- **QUOTED PASSAGE**
The Richard D. Cudahy Writing Competition on Regulatory and Administrative Law
About the Cudahy Competition
The American Constitution Society is pleased to announce the Eighteenth Annual Richard D. Cudahy Writing Competition on Regulatory and Administrative Law. Judge Cudahy’s distinguished contributions to the fields of regulatory and administrative law combined a keen grasp of legal doctrine, deep insight into the institutional forces that determine how doctrine is implemented, and an appreciation of the public impact of doctrinal and institutional choices, including the consequences for fundamental values such as fairness, participation, and transparency. This competition seeks to encourage and reward these qualities in the scholarship of others.

- **INFORMATION SHOWN**
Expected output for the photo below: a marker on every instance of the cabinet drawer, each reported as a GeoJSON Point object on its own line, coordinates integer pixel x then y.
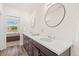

- **DIRECTIONS**
Carry the announcement of the Cudahy writing competition forward from its last sentence.

- **OUTPUT FOR THIS TASK**
Judge Cudahy passed away on September 22, 2015, at the age of 89 at his home in Winnetka, Illinois, leaving a legacy as one of the nation’s finest appellate judges. Before joining the bench, Judge Cudahy was a graduate of West Point and Yale Law School, served as an Air Force officer, worked as a private attorney, a law professor, the CEO of a large corporation, and was a member of the Wisconsin Public Service Commission. Judge Cudahy was appointed to the United States Court of Appeals for the Seventh Circuit by President Carter in 1979, where he earned a national reputation for the depth, rigor and fair-mindedness of his opinions, academic publications and speeches. Among those who worked with and appeared before him, Judge Cudahy was known for his unfailing decency and generosity of spirit. A tribute to Judge Cudahy by his former law clerk, Judge J. Paul Oetken of the U.S. District Court for the Southern District of New York, can be found here.
Award: The author of the winning paper in each category (lawyer and law student) will receive a cash prize of $1,500. The winning papers will receive special recognition on the ACS website, in our weekly Member Bulletin, and potentially through other means agreed upon by the authors and ACS. For example, the Harvard Law and Policy Review (HLPR) will consider publication of appropriate pieces that meet HLPR’s guidelines.
For Submissions and Additional Questions: Please email cudahy@acslaw.org.
ACS thanks the Cudahy family and his clerks for their generous support of the Richard D. Cudahy Writing Competition on Regulatory and Administrative Law.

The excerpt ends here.